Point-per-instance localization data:
- - -
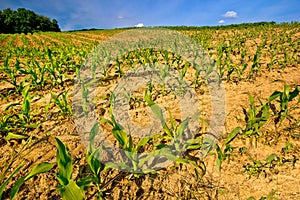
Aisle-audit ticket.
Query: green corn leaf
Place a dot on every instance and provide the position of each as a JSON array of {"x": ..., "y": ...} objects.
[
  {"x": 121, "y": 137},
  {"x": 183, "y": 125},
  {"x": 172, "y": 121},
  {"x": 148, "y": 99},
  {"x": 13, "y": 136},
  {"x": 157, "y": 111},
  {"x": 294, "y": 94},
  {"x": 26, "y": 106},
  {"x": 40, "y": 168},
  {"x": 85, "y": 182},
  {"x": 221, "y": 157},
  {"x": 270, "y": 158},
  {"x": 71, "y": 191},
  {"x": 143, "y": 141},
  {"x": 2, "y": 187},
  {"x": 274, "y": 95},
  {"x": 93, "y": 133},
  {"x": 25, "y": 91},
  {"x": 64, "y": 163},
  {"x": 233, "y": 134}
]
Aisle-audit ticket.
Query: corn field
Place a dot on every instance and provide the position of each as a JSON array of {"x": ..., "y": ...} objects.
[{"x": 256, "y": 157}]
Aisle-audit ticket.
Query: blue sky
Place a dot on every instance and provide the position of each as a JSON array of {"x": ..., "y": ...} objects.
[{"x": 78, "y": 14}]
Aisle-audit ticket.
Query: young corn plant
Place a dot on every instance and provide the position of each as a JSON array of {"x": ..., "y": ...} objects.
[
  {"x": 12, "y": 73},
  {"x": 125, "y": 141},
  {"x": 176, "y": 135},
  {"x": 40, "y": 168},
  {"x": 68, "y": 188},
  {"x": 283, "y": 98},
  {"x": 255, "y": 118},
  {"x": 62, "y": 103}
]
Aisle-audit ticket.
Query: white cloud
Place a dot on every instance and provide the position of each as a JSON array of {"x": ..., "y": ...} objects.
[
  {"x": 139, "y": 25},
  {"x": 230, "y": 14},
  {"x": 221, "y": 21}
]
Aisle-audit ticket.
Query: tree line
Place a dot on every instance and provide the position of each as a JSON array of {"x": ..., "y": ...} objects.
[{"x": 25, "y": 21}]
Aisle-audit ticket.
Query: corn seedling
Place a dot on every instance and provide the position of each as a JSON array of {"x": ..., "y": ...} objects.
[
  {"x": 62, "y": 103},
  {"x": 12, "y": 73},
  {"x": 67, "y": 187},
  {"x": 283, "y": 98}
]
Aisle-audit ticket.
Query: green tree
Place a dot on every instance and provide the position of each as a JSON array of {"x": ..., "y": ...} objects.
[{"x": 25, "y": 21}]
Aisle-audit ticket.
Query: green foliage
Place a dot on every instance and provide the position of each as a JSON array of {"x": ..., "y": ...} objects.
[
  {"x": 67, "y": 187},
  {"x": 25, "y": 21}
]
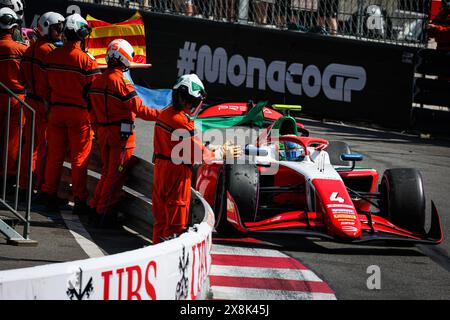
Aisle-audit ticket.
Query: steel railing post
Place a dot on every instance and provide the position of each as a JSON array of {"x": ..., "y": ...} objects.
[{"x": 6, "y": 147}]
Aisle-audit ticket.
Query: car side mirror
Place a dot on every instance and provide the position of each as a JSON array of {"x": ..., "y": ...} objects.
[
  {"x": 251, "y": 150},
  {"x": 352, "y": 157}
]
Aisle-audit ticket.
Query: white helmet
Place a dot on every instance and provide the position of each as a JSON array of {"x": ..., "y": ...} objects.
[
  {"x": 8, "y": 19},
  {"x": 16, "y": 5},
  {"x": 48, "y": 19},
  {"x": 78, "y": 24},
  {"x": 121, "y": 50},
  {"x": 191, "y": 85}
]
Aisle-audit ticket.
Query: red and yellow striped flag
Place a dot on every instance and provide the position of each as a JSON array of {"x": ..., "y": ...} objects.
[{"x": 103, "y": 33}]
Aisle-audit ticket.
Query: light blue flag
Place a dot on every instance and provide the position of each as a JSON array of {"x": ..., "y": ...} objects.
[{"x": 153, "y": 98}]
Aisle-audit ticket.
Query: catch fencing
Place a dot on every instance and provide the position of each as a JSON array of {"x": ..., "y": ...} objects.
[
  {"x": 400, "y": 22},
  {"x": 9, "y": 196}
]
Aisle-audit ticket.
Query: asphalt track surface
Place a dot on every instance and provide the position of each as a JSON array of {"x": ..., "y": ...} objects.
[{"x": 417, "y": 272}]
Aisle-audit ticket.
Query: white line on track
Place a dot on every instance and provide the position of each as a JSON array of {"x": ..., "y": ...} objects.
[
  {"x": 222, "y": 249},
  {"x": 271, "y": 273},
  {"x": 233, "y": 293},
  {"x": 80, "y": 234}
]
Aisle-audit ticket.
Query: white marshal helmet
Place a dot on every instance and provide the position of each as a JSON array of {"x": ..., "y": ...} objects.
- - -
Identify the lines of the entries containing the string "corn". Copy each such line.

Query: green corn leaf
Query: corn field
Query: young corn plant
Query: corn seedling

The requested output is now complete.